-- Extract to read follows --

The capped SQ value allows comparing performance when the number of trades differs between systems.
CR = R% /Max Drawdown%
It typically measures the ratio over a three year period but can be used on any period, and it’s mental peace index. How stressing the system is, compared to its returns.
CR shrinks as position size grows, so it can be a measure of position oversize if it goes below 5
Defining the parts of the problem
To finally produce a good trading system we need to identify, first, the elements of the problem, and at each one of them find the best solutions available. There are many solutions. There’s no question of right or wrong. The optimal solution is the one that fit us best.
1. Identify the tradable markets and its features
The forex market is composed of seven major pairs and 16 crosses. The trader should decide about the composition of his trading basket in a way to minimize the correlation of the currently opened trades.
Liquidity is an important factor too. Especially noteworthy is to detect and avoid the hours when liquidity is low, and define a minimum liquidity to accept a trade.
Volatility is also necessary information that needs to be quantified. Too much volatility on a system designed in less volatile conditions may fail miserably. Especial attention to stop placement if they don’t get automatically adjusted based on the current volatility or price ranges.

-- Extract to read concluded --
-- Supplied data follows --

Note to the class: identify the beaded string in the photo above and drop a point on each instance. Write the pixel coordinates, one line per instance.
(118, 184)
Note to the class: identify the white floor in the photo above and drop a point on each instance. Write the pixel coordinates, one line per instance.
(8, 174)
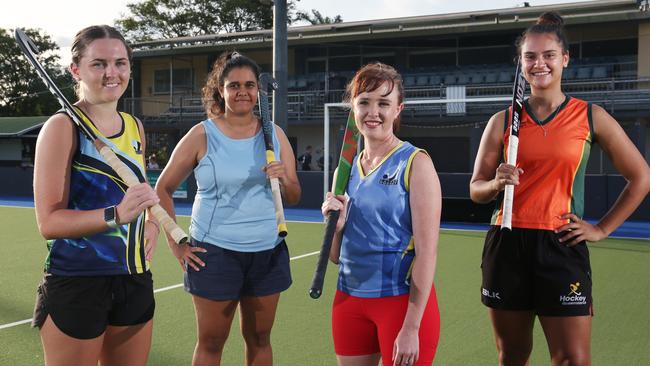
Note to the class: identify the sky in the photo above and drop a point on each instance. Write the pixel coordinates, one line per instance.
(61, 19)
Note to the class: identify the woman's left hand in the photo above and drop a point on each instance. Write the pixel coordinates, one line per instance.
(406, 347)
(579, 230)
(275, 170)
(150, 238)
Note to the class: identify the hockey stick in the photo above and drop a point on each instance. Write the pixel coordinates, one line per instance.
(513, 142)
(348, 150)
(266, 81)
(31, 51)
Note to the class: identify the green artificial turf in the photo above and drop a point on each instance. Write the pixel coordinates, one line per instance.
(301, 335)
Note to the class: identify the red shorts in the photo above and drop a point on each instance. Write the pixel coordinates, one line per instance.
(363, 326)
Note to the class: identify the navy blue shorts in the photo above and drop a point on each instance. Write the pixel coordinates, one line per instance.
(231, 275)
(529, 269)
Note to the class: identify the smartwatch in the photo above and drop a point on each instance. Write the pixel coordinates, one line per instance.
(110, 217)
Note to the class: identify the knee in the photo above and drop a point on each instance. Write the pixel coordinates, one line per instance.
(258, 338)
(212, 344)
(572, 358)
(514, 354)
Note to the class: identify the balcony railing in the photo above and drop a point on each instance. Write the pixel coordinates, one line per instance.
(615, 95)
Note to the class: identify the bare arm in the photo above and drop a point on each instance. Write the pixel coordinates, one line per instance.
(490, 177)
(186, 155)
(632, 166)
(336, 203)
(426, 205)
(183, 159)
(289, 184)
(151, 225)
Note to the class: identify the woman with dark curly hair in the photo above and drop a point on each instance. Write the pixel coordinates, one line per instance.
(236, 257)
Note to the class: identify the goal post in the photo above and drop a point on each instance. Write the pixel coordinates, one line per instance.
(429, 109)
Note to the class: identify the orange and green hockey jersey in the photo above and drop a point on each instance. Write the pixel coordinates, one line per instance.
(553, 154)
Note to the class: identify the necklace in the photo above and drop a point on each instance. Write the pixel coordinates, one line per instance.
(373, 163)
(547, 119)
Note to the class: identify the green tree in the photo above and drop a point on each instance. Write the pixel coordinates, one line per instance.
(317, 18)
(22, 93)
(156, 19)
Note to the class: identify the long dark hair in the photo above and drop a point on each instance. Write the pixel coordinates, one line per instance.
(89, 34)
(213, 101)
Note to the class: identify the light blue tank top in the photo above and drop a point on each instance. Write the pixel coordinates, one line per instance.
(377, 245)
(233, 207)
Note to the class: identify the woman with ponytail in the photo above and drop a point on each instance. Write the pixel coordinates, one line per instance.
(541, 267)
(236, 257)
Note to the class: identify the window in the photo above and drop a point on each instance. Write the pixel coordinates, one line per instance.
(182, 81)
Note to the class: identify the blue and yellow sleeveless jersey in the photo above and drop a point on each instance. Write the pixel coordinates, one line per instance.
(94, 184)
(233, 207)
(377, 249)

-- Supplied data concluded --

# [Work order 1]
Translate this sentence from the text on designing trading systems into Spanish: "The forex market is composed of seven major pairs and 16 crosses."
# [Work order 2]
In the text on designing trading systems, below what CR value can the ratio indicate an oversized position?
# [Work order 3]
Write the next part of the text on designing trading systems, starting after its last sentence.

# [Answer 1]
El mercado forex está compuesto por siete pares principales y 16 cruces.

# [Answer 2]
Below 5.

# [Answer 3]
We should be careful with news-driven volatility. We must decide if we trade that kind of volatility or not, and, if yes, how to fit that into our system.
2. Identifying the market condition
A trading signal works for a defined market condition. A trend following signal to buy does not work in sideways or down trending markets.
Identify regression to a mean. Usually, mean-reverting conditions happen in short timeframes, due to the spread of trading robots, liquidity availability, and profit taking. Regression to the mean markets merits special entry and exit methods, using some kind of bands or channels, for instance.
Identify oversold and overbought: it is crucial to detect overbought and oversold conditions to avoid trades when it’s too late to get in.
Finally, we must find a way to include all this information in the form of a set-up or trading filter.
3. The concept and yourself
There are lots of ways to trade a market, but not every one of them will fit all traders. An example of a tough system for myself would be the Donchian breakout system. A robust and simple trend following system, but I know I wouldn’t be comfortable with 35% winners because I know that this means 12% chance of having a streak of 5 losers.
Therefore, to know what fits you, you should try to know yourself and your available time for trading.
Conceptually there are two kinds of players: Those who need frequent small gains and accepts sporadic substantial losses (premium sellers) and those who are willing to pay insurance for disasters, taking periodic small losses in search of large gains (premium buyers).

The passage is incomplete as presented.